He’s 49, married and has two sons. One is 18 the other is 3.

He has a stoic face topped with gray hair.

He’s often mistaken for an older man.

“People ask if my 3-year-old is my grandson,” he said. “That never happens to my wife.”

Clontz is prone to use military time and respond with phrases like “roger that.” His argot is a mix of modern-day business lingo and fastidious military speech.

He uses terms like “performance management systems,” “action plans” and “core deliverables.”

He evaluates employee performance with a three-color grading scale similar to the Department of Homeland Security’s warning system.

Clontz’s daily vernacular also holds the acronym FISH: Fairness. Integrity. Security. Honesty.

Clontz arrived in the Cowboy State with the weight of deadlines and anticipation for getting lottery draw games in the hands of Wyoming players.

Early estimates had the lottery getting off the ground by the beginning of 2014. Others were hoping to see it running by spring. Clontz has nothing set in stone. With all eyes on him, the new CEO is abiding by his own rulebook.

He resorted to his favorite acronym to prove his point.

“I don’t want to promise things I can’t deliver on,” he said. “It goes back to integrity.”

Clontz is no stranger to starting large-scale, public initiatives.

He worked with the Department of Veterans Affairs for more than seven years in Washington. In that time he oversaw the opening of a 300-bed VA hospital, was chief operating officer of the state’s three veterans homes and rolled out a Medicare program that veterans in his state couldn’t access prior to his arrival.

He jumped through hoops implementing the program, he said.

“It was terribly complex and it took a while to do,” Clontz said.

The lottery is bound to throw him through the wringer, too. He is leading the charge to hire designers to create a lottery logo and website. He’s on the hunt for a chief financial officer and IT security along with five other positions. On top of it all, Clontz is in the process of choosing a company that will provide convenience stores and other outlets with lottery equipment.

For companies that outfit lottery games, Wyoming Lottery is one of the last states likely to implement the games of chance. It would be a big score for the nation’s three lottery vendors.

Clontz will release a proposal to the companies in the coming weeks. He won’t meet with any of their representatives until after he chooses the winning company.

“I don’t want to give the perception of imminent propriety,” he said.

— Tasks for this exercise —
- A) Retype part of the article about the Wyoming Lottery's new CEO: begin at the words "Clontz arrived in" and stop after "his own rulebook.".
- B) Continue the article about the Wyoming Lottery's new CEO from the point where it stops.
You won't need any of the material that comes after this text.

— Information supplied —
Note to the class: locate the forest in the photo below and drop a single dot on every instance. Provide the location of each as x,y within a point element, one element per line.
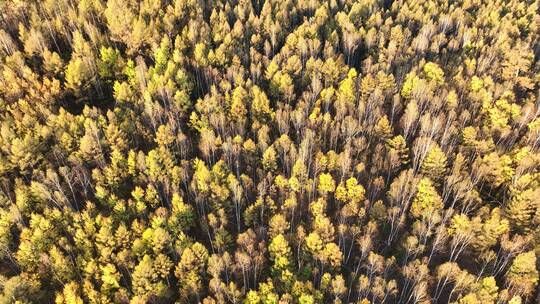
<point>270,152</point>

— Answers by task —
- A)
Clontz arrived in the Cowboy State with the weight of deadlines and anticipation for getting lottery draw games in the hands of Wyoming players.

Early estimates had the lottery getting off the ground by the beginning of 2014. Others were hoping to see it running by spring. Clontz has nothing set in stone. With all eyes on him, the new CEO is abiding by his own rulebook.

- B)
In other words, Clontz is abiding by the first letter in his favorite acronym: fairness.

State officials are hopeful the lottery will raise around $20 million per year. A guaranteed $6 million of the earnings will funnel to local governments. At least 45 percent will remain available as prizes.

The initial earnings will repay the bank loans and other expenditures the lottery board incurred to get the quasi-governmental organization off the ground. No taxpayer dollars were spent on the startup.

“Most reasonable people would think all those are good things,” Clontz said. “People are electing to play, not forced to play.”

But lottery critics are worried the $6 million in guaranteed revenues to the state will do little to offset the needs of gambling addicts.

Those who play the most are likely the people who can’t afford it, said Maureen Emrich, chairman of the Wyoming Family Coalition, a group that lobbied against the bill for more than a decade.

“It is people who want to gain something for nothing,” she said.

People who are in tight financial situations might spend extra money on tickets instead of essential items, said Rep. Allen Jaggi, R-Lyman

“I am wondering if the millions that are projected for the state and cities will come,” he said. “It sounds good. But I think we got another big monster machine going.”

Clontz was quick to call lottery entertainment rather than a form of gambling.

Playing the lottery isn’t like playing a dice game, he said.

“As a Christian man I don’t think it rises to the same level of concern as other forms of gambling. But I am not judging any of that anyway. A person has to make a decision whether or not they want to play a draw game or not. People should not view it as anything but entertainment.”